Records from a data collection:

:::

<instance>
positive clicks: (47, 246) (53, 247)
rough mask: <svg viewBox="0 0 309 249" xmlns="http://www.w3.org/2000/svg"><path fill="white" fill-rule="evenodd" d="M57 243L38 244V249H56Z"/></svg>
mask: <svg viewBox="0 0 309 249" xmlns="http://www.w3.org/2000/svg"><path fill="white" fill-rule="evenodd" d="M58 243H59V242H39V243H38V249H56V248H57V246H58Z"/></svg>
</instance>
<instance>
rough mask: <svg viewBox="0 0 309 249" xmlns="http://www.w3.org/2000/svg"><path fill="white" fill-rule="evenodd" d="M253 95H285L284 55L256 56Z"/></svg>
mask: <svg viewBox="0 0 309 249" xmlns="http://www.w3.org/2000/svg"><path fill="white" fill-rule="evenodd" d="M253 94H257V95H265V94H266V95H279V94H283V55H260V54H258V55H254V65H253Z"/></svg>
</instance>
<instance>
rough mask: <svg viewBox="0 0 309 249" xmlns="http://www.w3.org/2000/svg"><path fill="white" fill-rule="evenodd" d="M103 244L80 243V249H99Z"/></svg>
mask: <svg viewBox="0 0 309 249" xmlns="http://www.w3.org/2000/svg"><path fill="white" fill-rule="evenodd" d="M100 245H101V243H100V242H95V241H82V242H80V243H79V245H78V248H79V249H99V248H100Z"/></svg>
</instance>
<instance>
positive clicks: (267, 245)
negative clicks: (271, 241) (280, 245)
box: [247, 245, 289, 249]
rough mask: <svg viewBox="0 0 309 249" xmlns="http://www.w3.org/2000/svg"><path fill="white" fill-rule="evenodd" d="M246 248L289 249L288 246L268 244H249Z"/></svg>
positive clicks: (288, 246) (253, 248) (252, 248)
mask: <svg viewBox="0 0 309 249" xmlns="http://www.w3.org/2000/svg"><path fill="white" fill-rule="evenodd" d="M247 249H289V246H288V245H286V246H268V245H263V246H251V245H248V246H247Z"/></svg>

:::

Change every "rough mask" in the listing above to "coarse mask" and repeat the listing, leaving everything else untouched.

<instance>
positive clicks: (47, 246) (53, 247)
coarse mask: <svg viewBox="0 0 309 249" xmlns="http://www.w3.org/2000/svg"><path fill="white" fill-rule="evenodd" d="M57 243L38 244V249H56Z"/></svg>
mask: <svg viewBox="0 0 309 249" xmlns="http://www.w3.org/2000/svg"><path fill="white" fill-rule="evenodd" d="M58 243H59V242H39V243H38V249H56V248H57V246H58Z"/></svg>
</instance>
<instance>
coarse mask: <svg viewBox="0 0 309 249" xmlns="http://www.w3.org/2000/svg"><path fill="white" fill-rule="evenodd" d="M253 95H285L284 55L256 56Z"/></svg>
mask: <svg viewBox="0 0 309 249" xmlns="http://www.w3.org/2000/svg"><path fill="white" fill-rule="evenodd" d="M253 94H257V95H265V94H266V95H279V94H283V55H260V54H258V55H254V65H253Z"/></svg>
</instance>
<instance>
coarse mask: <svg viewBox="0 0 309 249" xmlns="http://www.w3.org/2000/svg"><path fill="white" fill-rule="evenodd" d="M103 244L80 243V249H99Z"/></svg>
mask: <svg viewBox="0 0 309 249" xmlns="http://www.w3.org/2000/svg"><path fill="white" fill-rule="evenodd" d="M100 245H101V243H100V242H95V241H82V242H80V243H79V245H78V248H79V249H99V248H100Z"/></svg>
</instance>
<instance>
positive clicks: (267, 245)
negative clicks: (271, 241) (280, 245)
box: [247, 245, 289, 249]
coarse mask: <svg viewBox="0 0 309 249" xmlns="http://www.w3.org/2000/svg"><path fill="white" fill-rule="evenodd" d="M246 248L289 249L288 246L268 244H249Z"/></svg>
positive clicks: (288, 246) (253, 248) (252, 248)
mask: <svg viewBox="0 0 309 249" xmlns="http://www.w3.org/2000/svg"><path fill="white" fill-rule="evenodd" d="M247 249H289V246H288V245H286V246H268V245H263V246H251V245H248V246H247Z"/></svg>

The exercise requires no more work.